━━━━━ EXTRACT PROVIDED ━━━━━

Status

Current state: Under Discuss

JIRA: here 

Pull Request: here

Discussing thread: here

Vote thread: here

Motivation

When the server expands partitions for a topic, the producer firstly perceives the expansion, and some data is written in the newly expanded partitions. But the consumer group perceives the expansion later, after the rebalance is completed, the newly expanded partitions will be consumed from the latest if "auto.offset.reset" is set to "latest". Within a period of time, the data of the newly expanded partitions is skipped and lost by the consumer. But for a group that is consuming, it does not want to skip the data. Therefore, we hope to provide some richer offset reset mechanisms to solve this problem, and secondly, to deal with the problem of out of range more flexibly.

For this case of data loss, I did a test. you can see the linked JIRA for details.

Public Interfaces

Proposed Changes

  1. In addition to the "earliest", "latest", and "none" provided by the existing "auto.offset.reset", it also provides more abundant reset semantics, such as "latest_on_start" (application startup is reset to latest, and an exception is thrown if out of range occurs), "earliest_on_start" (application startup is reset to earliest, and an exception is thrown if out of range occurs), "nearest"(determined by "auto.offset.reset" when the program starts, and choose earliest or latest according to the distance between the current offset and log start offset and log end offset when out of range occurs).

━━━━━ STORED RECORDS ━━━━━

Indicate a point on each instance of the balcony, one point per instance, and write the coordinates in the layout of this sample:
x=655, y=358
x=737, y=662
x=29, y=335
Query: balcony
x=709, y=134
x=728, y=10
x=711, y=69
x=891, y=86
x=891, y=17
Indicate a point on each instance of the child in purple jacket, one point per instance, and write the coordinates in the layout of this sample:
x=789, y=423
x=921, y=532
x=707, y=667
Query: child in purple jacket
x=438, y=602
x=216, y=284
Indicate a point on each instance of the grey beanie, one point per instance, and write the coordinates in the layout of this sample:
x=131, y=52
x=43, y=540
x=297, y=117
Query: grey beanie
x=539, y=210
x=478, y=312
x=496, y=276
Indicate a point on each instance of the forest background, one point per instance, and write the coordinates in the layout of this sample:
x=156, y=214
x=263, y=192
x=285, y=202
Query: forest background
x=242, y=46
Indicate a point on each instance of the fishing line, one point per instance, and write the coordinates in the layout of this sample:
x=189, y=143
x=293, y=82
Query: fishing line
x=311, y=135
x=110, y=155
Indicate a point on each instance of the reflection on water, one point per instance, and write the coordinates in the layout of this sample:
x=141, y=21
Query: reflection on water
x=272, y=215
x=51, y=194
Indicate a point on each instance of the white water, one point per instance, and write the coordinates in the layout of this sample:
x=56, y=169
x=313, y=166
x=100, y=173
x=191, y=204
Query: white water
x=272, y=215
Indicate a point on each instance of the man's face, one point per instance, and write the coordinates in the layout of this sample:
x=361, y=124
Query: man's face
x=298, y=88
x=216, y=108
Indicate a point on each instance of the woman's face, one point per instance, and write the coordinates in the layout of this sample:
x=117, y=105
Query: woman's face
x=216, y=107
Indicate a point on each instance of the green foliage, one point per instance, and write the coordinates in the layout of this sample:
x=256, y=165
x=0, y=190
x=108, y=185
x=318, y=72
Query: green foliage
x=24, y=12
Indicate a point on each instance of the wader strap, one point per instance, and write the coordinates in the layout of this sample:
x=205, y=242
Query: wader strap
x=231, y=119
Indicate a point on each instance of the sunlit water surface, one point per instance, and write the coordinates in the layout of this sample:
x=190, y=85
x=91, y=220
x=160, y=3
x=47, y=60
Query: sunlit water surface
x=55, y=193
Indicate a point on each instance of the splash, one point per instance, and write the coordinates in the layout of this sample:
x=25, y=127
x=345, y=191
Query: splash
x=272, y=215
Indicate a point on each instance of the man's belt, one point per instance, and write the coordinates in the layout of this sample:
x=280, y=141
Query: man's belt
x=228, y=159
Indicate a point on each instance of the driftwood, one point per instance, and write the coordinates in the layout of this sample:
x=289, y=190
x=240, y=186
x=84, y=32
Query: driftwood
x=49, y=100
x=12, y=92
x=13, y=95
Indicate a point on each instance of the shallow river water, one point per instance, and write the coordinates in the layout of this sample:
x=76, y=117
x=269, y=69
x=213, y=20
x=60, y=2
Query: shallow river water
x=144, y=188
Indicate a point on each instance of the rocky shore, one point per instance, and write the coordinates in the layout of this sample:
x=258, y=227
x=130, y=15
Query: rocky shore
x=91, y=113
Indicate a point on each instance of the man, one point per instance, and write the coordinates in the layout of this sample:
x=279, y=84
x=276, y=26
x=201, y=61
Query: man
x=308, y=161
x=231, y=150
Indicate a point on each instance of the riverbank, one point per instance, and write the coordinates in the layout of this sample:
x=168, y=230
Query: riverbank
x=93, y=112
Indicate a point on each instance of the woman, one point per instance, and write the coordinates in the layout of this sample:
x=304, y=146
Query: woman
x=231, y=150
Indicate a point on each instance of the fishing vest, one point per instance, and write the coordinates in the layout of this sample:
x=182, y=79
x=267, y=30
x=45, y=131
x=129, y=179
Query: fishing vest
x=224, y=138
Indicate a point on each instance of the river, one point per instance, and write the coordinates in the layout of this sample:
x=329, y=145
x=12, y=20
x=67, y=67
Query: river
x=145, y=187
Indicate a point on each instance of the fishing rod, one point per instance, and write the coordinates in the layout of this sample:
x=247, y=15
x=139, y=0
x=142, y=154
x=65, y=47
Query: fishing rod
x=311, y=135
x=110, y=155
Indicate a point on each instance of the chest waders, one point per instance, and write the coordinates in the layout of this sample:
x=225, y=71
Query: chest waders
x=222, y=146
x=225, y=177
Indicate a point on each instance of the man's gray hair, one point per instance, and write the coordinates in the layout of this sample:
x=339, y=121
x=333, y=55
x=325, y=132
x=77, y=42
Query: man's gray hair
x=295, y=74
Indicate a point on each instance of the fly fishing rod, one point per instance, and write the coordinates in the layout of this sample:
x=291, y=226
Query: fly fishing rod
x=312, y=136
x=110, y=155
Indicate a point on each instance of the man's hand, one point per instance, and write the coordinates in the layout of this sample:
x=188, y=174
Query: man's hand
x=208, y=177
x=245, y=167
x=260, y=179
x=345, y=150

━━━━━

* _WHAT IS REQUIRED_
Quote, word for word, the passage of the offset reset proposal that begins at the words "When the server" and stops after "range more flexibly.".

* _EXERCISE SOLUTION_
When the server expands partitions for a topic, the producer firstly perceives the expansion, and some data is written in the newly expanded partitions. But the consumer group perceives the expansion later, after the rebalance is completed, the newly expanded partitions will be consumed from the latest if "auto.offset.reset" is set to "latest". Within a period of time, the data of the newly expanded partitions is skipped and lost by the consumer. But for a group that is consuming, it does not want to skip the data. Therefore, we hope to provide some richer offset reset mechanisms to solve this problem, and secondly, to deal with the problem of out of range more flexibly.